FRAGEN ZUM MATERIAL:
A. Was muss die Protagonistin im bereitgestellten Text aufgeben, nachdem sie krank geworden ist?
B. Führen Sie den bereitgestellten Text über die Protagonistin im Anschluss an seinen letzten Satz fort.

BEREITGESTELLTER TEXT:
****************

Die Protagonistin, wie die Autorin Kind einer kroatischen Mutter und eines senegalesischen Vaters, der schon vor ihrer Geburt starb, erlebt als Schwarzes Kind von Anfang an Ausgrenzung, Abwertung und Rassismus. Der einzige Bereich, in dem sie sich wohlfühlt und in dem sie glänzen kann, ist der Sport, genauer gesagt das Laufen. Keiner rennt so schnell wie sie, nur wenn sie alle abgehängt hat, fühlt sie sich frei. Doch auch diese Fluchtmöglichkeit wird ihr genommen, sie wird krank und muss ihre Laufkarriere aufgeben. Von da an geht es abwärts, sie verliert ihren Halt, geht feiern statt zur Schule und endet in einer gewalttätigen Beziehung mit zwei kleinen Kindern. Doch die namenlose Protagonistin gibt nicht auf, sie ist wütend, sie kämpft, und irgendwann beginnt sie, ihre Geschichte aufzuschreiben und sie sich dadurch zurückzuerobern.

****************

DATENAUSZUG:
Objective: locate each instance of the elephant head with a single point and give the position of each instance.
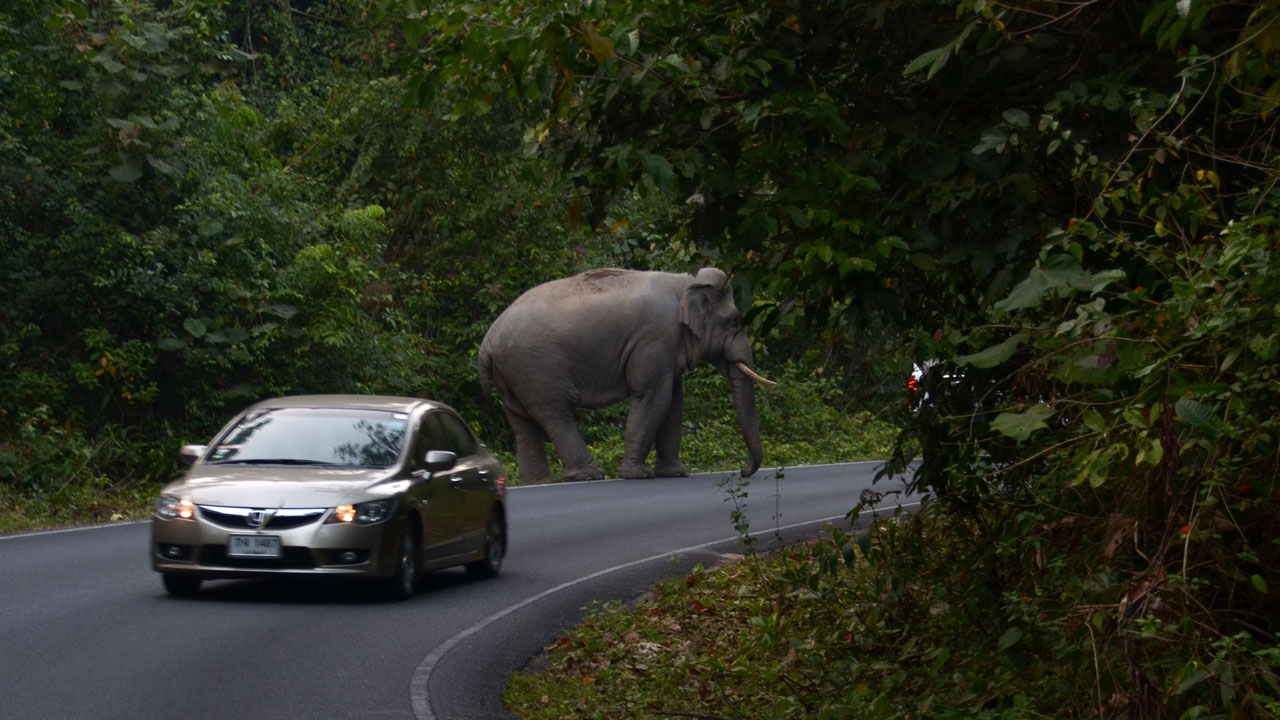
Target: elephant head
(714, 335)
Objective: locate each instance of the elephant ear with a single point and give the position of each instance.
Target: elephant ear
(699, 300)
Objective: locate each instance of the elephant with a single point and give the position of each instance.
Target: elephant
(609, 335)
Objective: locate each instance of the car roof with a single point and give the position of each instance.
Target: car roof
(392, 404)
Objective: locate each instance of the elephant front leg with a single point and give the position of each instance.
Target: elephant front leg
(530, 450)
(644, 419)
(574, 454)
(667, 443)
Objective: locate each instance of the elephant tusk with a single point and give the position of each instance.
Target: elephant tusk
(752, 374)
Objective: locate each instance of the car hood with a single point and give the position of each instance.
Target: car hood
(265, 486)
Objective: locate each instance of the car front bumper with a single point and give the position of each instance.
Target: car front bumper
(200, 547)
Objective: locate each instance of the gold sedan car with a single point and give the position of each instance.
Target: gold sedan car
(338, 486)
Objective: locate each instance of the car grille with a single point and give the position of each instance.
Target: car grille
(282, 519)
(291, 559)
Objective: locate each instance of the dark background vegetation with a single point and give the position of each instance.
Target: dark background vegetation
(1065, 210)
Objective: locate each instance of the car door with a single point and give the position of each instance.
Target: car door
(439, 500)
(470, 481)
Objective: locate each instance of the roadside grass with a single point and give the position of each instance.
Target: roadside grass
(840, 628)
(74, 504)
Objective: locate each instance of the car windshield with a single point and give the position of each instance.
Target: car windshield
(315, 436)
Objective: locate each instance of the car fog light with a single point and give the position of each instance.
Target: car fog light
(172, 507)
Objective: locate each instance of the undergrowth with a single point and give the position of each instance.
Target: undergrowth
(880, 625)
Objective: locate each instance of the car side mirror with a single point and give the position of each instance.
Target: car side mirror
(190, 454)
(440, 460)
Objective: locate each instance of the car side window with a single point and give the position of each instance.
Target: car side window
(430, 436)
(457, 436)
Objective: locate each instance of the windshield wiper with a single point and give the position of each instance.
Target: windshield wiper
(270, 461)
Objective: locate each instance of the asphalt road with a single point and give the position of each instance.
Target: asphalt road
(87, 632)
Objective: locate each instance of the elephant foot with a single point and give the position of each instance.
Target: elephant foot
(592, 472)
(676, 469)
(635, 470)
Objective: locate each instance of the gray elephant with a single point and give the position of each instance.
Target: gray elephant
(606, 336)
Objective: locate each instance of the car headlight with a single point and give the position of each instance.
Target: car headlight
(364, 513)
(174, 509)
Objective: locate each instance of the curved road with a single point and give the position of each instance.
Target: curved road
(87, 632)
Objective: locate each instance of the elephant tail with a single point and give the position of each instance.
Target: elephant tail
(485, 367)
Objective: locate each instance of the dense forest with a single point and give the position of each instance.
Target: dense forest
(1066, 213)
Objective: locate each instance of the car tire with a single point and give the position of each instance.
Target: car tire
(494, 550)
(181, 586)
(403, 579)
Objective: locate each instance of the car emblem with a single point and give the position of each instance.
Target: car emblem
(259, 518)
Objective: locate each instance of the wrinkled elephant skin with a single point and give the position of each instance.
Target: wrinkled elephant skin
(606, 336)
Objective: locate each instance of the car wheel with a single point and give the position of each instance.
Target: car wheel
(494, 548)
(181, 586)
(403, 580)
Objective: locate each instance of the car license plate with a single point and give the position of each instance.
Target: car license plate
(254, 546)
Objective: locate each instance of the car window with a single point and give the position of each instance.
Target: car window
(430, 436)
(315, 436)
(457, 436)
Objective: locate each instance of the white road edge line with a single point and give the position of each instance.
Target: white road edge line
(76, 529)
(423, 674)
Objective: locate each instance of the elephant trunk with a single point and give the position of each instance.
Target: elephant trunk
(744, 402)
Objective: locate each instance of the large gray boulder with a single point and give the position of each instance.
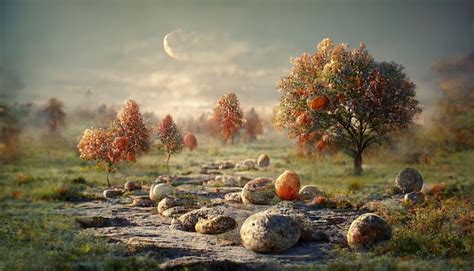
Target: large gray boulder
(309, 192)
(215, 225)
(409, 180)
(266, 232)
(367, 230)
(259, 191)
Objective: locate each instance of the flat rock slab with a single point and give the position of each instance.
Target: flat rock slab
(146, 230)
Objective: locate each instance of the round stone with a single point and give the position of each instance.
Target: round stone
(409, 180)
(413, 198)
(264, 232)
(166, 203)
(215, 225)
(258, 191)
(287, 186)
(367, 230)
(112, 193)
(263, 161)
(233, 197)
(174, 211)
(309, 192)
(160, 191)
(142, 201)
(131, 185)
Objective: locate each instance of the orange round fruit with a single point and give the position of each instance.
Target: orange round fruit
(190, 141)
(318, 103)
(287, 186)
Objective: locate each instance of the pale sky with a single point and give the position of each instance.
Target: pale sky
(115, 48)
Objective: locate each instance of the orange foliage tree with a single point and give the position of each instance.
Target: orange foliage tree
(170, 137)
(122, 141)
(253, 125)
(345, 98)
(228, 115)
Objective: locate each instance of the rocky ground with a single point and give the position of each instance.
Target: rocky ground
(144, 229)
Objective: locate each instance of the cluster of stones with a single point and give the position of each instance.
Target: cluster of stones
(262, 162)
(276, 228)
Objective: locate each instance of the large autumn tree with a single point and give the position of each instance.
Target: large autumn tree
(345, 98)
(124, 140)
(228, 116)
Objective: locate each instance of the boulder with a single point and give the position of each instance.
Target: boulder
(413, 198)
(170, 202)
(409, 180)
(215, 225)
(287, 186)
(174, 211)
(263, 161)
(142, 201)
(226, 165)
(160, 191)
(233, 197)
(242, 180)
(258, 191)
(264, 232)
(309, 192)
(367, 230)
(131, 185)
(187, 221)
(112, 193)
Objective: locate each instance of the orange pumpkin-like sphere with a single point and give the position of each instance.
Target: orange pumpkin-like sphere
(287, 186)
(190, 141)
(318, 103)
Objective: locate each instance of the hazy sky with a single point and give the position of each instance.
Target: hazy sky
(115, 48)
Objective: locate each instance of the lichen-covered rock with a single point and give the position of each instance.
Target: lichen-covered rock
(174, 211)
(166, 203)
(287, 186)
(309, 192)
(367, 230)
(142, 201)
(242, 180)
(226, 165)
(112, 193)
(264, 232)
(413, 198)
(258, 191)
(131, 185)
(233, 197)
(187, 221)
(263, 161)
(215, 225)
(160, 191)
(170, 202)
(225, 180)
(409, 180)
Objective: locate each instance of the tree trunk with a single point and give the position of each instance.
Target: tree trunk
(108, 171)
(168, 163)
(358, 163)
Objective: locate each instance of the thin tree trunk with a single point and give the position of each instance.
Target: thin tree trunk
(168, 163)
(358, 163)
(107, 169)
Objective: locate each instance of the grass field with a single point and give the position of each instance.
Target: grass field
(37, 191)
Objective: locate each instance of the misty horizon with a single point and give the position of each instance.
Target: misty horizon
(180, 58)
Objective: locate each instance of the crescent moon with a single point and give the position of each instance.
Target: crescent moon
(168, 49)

****************

LÖSUNGEN:
A. Sie muss ihre Laufkarriere aufgeben.

B.
Das alles ist in derber, direkter Sprache aufgeschrieben, die Autorin knallt uns ihre geballten rassistischen und misogynen Erfahrungen vor die Füße, sie springt in den Zeitebenen hin und her und lässt uns kaum Zeit zum Atemholen. Das wirkt sehr unmittelbar, ist oft anstrengend, aber durchaus ein wichtiger Beitrag für eine literarische Auseinandersetzung mit den Erfahrungen marginalisierter Menschen. Ich hätte mir trotzdem eine literarischere Aufarbeitung des Stoffes gewünscht, weil ich finde, dass das, was nicht explizit ausgesprochen wird, oft für einen größeren Nachhall sorgt und einen unmittelbareren Schreckensraum öffnen kann. Hier muss man nicht zwischen den Zeilen lesen, alles wird auf den Tisch gebracht und erklärt. Das hat natürlich seine Berechtigung, denn der Text wirkt wie ein Befreiungsschlag. Und wer wütend ist, muss keine Rücksicht auf literarische Feinheiten nehmen.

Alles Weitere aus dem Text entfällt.